Do anomalii stosują się dwie zasady. Po pierwsze nie biegnij przez szczyt wzgórza czy pagórka. Nigdy nie wiesz czy po drugiej stronie nie ma właśnie wypaczonej strefy, która zmiażdży cię na placek. Po drugie – nigdy nie biegnij przez gęste krzaki. Znowu, możesz nie zobaczyć, że anomalia znajduje się po ich przeciwnej stronie. A detektor „zapika” zbyt późno.
Sojusznicy i wrogowie
W Zonie nie jesteś sam. Przede wszystkim miejsce to stało się domem dla wielu dziwnych i niebezpiecznych stworzeń. Wiele z tych mutantów działa i poluje stadnie. Jeden ślepy pies nie jest zagrożeniem i nie zaryzykuje walki z człowiekiem. Kiedy zbierze się ich cztery czy pięć sztuk zaatakują bez wahania. To samo wydarzy się gdy w stadzie pojawia się albinos, czyli ich samiec alfa.
Do napotkanych mutantów nie zawsze trzeba strzelać. Amunicja jest deficytowym towarem, a te dziwne, odmienione zwierzęta uzyskały pewien rodzaj inteligencji. Atakują gdy przeciwnik nie spodziewa się ich. Kiedy jednak obrócisz się w stronę bestii z wyciągniętą bronią ta często ucieknie.

Zadania do wykonania:
- a) Odpowiedz, proszę, krótko na poniższe pytania do podanego tekstu i oznacz odpowiedzi tak samo jak pytania.
(i) Przez jakie dwa rodzaje miejsc nie należy biec ze względu na anomalie?
(ii) Ile ślepych psów musi się zebrać, żeby zaatakowały bez wahania?
(iii) Co często robi bestia, gdy obrócisz się w jej stronę z wyciągniętą bronią?
- b) Przepisz jako krótką listę akapit podanego tekstu zaczynający się od słów „W Zonie nie jesteś sam”. Zachowaj jego główne fakty.

Przekazane rekordy:
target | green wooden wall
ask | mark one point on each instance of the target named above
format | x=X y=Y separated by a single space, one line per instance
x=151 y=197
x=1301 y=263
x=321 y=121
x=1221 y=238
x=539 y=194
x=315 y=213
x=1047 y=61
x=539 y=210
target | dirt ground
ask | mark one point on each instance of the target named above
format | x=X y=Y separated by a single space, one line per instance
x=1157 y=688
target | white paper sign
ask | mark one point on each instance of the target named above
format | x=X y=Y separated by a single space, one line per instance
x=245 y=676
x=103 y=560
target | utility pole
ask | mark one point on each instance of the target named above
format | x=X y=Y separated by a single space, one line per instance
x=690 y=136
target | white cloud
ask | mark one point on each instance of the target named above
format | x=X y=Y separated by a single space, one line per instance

Udzielone odpowiedzi:
- a)
(i) Przez szczyt wzgórza lub pagórka oraz przez gęste krzaki.
(ii) Cztery lub pięć.
(iii) Ucieka.

- b)
- Zona stała się domem wielu dziwnych i niebezpiecznych stworzeń.
- Wiele mutantów działa i poluje stadnie.
- Pojedynczy ślepy pies nie jest groźny i nie zaryzykuje walki z człowiekiem.
- Cztery lub pięć psów zaatakuje bez wahania.
- Tak samo dzieje się, gdy w stadzie pojawi się albinos, czyli samiec alfa.